* [What to work on]
Transcribe the lines below verbatim, skipping the images.
*** Begin section ***
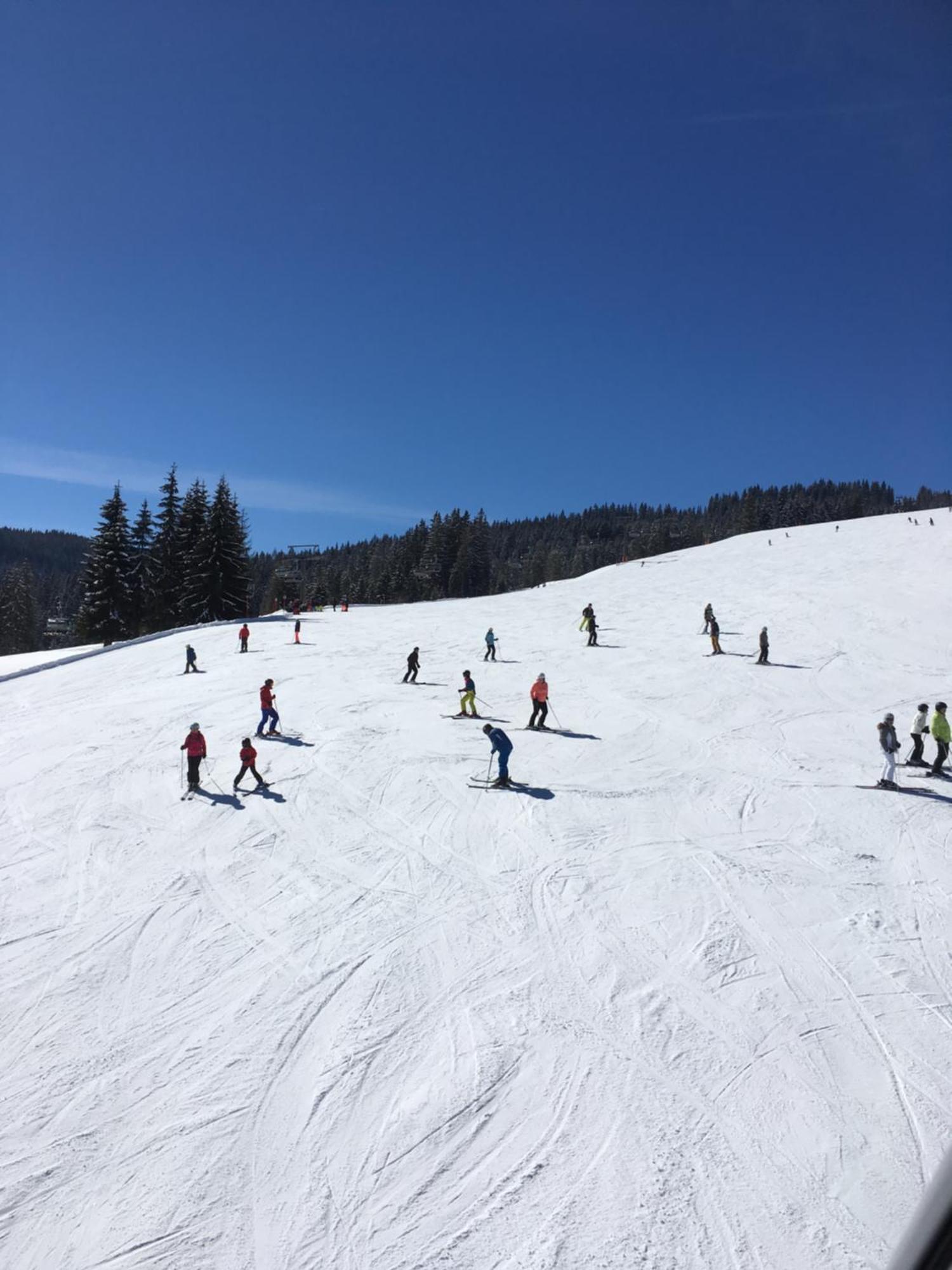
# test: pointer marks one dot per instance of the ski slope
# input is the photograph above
(684, 1004)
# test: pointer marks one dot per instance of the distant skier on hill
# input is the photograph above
(268, 711)
(248, 756)
(503, 747)
(889, 745)
(413, 666)
(920, 728)
(715, 637)
(469, 697)
(539, 693)
(196, 751)
(941, 735)
(765, 648)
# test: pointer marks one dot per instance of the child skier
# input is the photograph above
(248, 758)
(196, 751)
(469, 697)
(413, 666)
(539, 694)
(503, 747)
(268, 711)
(889, 745)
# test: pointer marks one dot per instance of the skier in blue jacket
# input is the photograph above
(503, 747)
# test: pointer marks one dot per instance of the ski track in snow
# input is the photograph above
(691, 1013)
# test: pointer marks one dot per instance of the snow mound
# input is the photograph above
(682, 1001)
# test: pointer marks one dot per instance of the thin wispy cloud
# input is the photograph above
(812, 112)
(102, 472)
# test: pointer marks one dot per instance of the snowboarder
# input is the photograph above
(268, 711)
(539, 693)
(196, 751)
(413, 666)
(503, 747)
(941, 735)
(715, 637)
(920, 730)
(469, 697)
(765, 648)
(248, 756)
(889, 745)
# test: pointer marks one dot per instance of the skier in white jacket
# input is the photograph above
(889, 745)
(920, 730)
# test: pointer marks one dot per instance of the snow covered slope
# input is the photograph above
(684, 1003)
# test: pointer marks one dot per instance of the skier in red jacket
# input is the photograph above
(268, 711)
(196, 751)
(248, 758)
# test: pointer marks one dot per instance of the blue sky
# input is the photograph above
(373, 260)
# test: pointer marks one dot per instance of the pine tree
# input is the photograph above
(195, 554)
(167, 558)
(105, 614)
(142, 572)
(20, 620)
(223, 558)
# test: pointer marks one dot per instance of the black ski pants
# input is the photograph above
(541, 709)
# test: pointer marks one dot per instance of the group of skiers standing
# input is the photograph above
(890, 747)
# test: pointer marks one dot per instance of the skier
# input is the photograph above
(268, 711)
(715, 637)
(539, 693)
(921, 728)
(469, 697)
(196, 751)
(413, 666)
(765, 648)
(889, 745)
(248, 765)
(503, 747)
(941, 735)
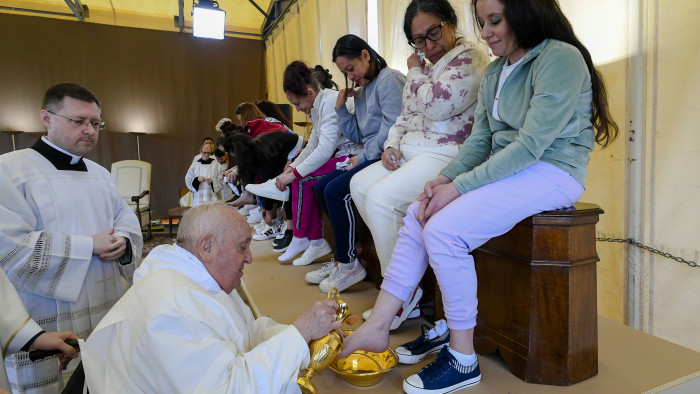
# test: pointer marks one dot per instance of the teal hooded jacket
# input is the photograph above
*** End section ***
* [Output]
# test: pointer marks one dot per instance of the ski slope
# input is the photograph above
(684, 1004)
# test: pointer marks one dot per instance of the distant skier on hill
# input is the photograph above
(268, 711)
(248, 756)
(503, 747)
(889, 745)
(413, 666)
(920, 728)
(715, 637)
(469, 697)
(539, 693)
(196, 751)
(941, 735)
(765, 648)
# test: pointer marks one dot per instance of the child skier
# input is the photograph above
(248, 758)
(196, 751)
(469, 697)
(413, 666)
(539, 694)
(503, 747)
(268, 711)
(889, 745)
# test: pointer marks one dot per instance of the skier in blue jacket
# input is the photograph above
(503, 747)
# test: pointer marks one dot per instance of the ski track in snow
# input is the photograph above
(691, 1013)
# test: pointer marks one dot per instance of the snow mound
# input is the photograph above
(682, 1001)
# test: pointer marks one dot per instance of the thin wispy cloud
# input is the photograph above
(812, 112)
(102, 472)
# test: pointer marks one dot per instance of the snowboarder
# input is the photograph above
(268, 711)
(539, 693)
(196, 751)
(413, 666)
(503, 747)
(941, 735)
(715, 637)
(920, 730)
(469, 697)
(765, 648)
(248, 756)
(889, 745)
# test: pointer marks one dot per instance of the skier in white jacket
# input is the photograph above
(889, 745)
(920, 730)
# test: pointer marks one dot per instance of the snow covered slope
# input is the photograph above
(684, 1003)
# test: pointer marks one dot per instance of the skier in red jacket
# input is the photograph above
(268, 711)
(196, 751)
(248, 758)
# test: pointer marks one dot per instance of the blue sky
# input is the photograph above
(373, 260)
# test: pointer marks one dot per instance of the pine tree
# input is the photograph above
(195, 554)
(167, 558)
(105, 614)
(142, 572)
(20, 620)
(223, 558)
# test: pointer marks one dot per instance of the black ski pants
# input is the photograph above
(541, 709)
# test: pointer marks one dot per instance of the group of skiers standing
# input is the photograph above
(890, 747)
# test: pointer marks one dot per instance of the skier
# input is the photograph above
(268, 711)
(715, 637)
(539, 693)
(921, 728)
(469, 697)
(196, 751)
(413, 666)
(765, 648)
(889, 745)
(248, 765)
(503, 747)
(941, 735)
# test: pointer marks one dot per instance of the teal hooded jacket
# input is the photograph above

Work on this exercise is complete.